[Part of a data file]

-------

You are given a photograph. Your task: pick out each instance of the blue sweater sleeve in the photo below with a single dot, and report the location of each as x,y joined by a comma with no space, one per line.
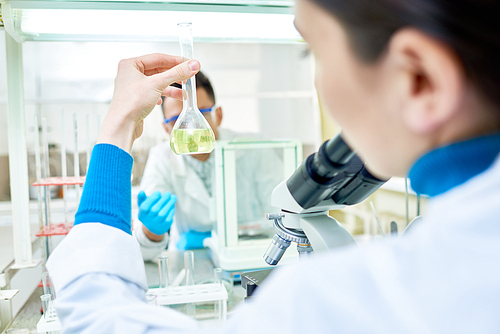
106,197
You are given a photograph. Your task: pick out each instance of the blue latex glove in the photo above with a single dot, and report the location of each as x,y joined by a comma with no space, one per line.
156,212
192,240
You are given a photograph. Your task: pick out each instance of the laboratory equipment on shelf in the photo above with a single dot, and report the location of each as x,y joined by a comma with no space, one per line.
190,294
191,133
246,172
329,179
49,322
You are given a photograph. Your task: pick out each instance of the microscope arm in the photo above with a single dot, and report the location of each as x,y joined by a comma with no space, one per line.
325,232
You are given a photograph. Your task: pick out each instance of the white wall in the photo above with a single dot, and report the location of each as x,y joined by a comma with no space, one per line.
255,84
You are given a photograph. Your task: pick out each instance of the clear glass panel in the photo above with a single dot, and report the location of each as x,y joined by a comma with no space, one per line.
258,172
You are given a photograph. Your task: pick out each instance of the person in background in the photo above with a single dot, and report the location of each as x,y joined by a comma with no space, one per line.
416,88
184,184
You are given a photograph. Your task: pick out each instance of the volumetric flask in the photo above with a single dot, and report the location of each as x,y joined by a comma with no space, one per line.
191,133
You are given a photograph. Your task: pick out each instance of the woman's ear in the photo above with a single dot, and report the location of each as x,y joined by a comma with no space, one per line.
435,80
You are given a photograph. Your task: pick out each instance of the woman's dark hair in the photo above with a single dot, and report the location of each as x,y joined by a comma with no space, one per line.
470,27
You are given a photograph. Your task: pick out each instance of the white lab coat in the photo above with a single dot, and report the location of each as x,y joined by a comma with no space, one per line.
442,278
195,207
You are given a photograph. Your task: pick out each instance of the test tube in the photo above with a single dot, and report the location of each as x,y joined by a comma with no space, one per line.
76,160
163,272
218,303
87,130
38,169
64,170
189,267
48,313
46,170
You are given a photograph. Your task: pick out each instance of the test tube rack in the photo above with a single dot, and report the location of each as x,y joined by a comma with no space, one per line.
187,294
44,180
44,326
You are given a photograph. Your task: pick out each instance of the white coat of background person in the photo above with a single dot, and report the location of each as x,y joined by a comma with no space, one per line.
423,98
191,178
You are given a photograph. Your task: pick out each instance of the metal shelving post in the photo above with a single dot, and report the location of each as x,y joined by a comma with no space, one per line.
18,156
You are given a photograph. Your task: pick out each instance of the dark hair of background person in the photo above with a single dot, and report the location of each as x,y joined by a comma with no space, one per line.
202,81
470,27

-------

> _Task goal_:
Retype the entire listing above word for word, but leave the picture out of your copy.

> _The response_:
You are given a photograph. Your task: pick out each instance of the blue sweater sleeve in the photo below with a single dot, and report the location of each as x,y joined by a comma with no space, one per line.
106,197
You are given a photograph. Your task: pick out each instance of the blue latex glove in the photo above with a single dot, and report the location of each as x,y joined by a comma with no space, one per line.
156,212
192,240
You are given a photograph. Your task: pick out each instance of the laboratory equipment on shelf in the photo above with a single dot, and report the location of each as x,y joined by a comma with no space, one per line.
190,294
191,133
246,172
329,179
49,322
You are given a photograph. Your task: pick out each instance of the microscope arm in the photo above with a single dot, and report the location of each as x,y joined by a comma with no space, one per line.
325,232
You are given a photograph. Your task: pick out each instance of the white wall in the photo above with a single dot, and report the location of each as x,y joined by a comma with no space, one per line.
255,84
You are given a photograph. Your task: pick out each instance of the clear glass panel in the photo above with a single dot, and report the location of each as x,y joined by a comma with no space, one per line.
258,172
You are given a photograph. Your task: pick out each instance of the person in background in the photo above with a single dot, and report the location of each as x,y joined by a comma with no space, one per line.
416,88
184,184
You are given a photograph. Your task: pick out each instance of the volumetric flask in the photo above with a single dot, and report the location of each as x,y joined by a comma with no space, one per line.
191,133
You are given a photograph. Your task: pick out each instance of the woman's ear in the photo above with a single dot, and report the location of each as x,y joined by a comma with no space, one per line.
435,80
You are given a photograph. Your task: pick out each instance of the woman's dark hair in the photo above with a single dot, and report the location of each as x,y joined by a comma with no space, one per line.
470,27
You are given a photograph. Your task: pick out each instance of the white lab coat in the photo above with a single dot, and report the location of each as x,y joined by a comma with no space, one per line.
442,278
195,207
You are given a photograph. Your task: pick out each instance of the test tube in the photo above with a single dot, and report the location of each as x,y joined by a comma with no space, one per line.
76,160
163,272
218,303
87,130
38,169
64,170
189,267
48,313
46,170
You are given a photograph. Your task: pick out each instance of the test tube rack in the photo above with a single dot, and report the location of each as x,y joined by a comma with no space, one per line.
187,294
44,180
44,326
You are given a photograph. Your task: pick out each instance of the white coat of background person in the photo above with a single dot, and report the location of each as x,y joined by a comma with no space, one per line.
423,98
191,178
You are given a photograph. Your task: pick out each instance of the metal shelving post in the photo above with a single dot, and report the location of each as x,y joined by a comma with no space, one per line.
18,156
You are given a photograph. Your task: pick out each instance of the dark hair of background person in the photo above with a single dot, and report the location of each as x,y joined by a comma with no space, one per line.
202,81
470,27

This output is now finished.